TO DO = Your reply should be a single number, the count of lines in the records that contain "tire".

EXERCISE MATERIALS =
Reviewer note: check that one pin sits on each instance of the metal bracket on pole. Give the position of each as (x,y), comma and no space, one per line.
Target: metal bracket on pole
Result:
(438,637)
* * *
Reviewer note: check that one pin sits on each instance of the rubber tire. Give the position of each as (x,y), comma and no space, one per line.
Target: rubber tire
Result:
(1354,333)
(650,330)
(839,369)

YOUR SOLUTION = 2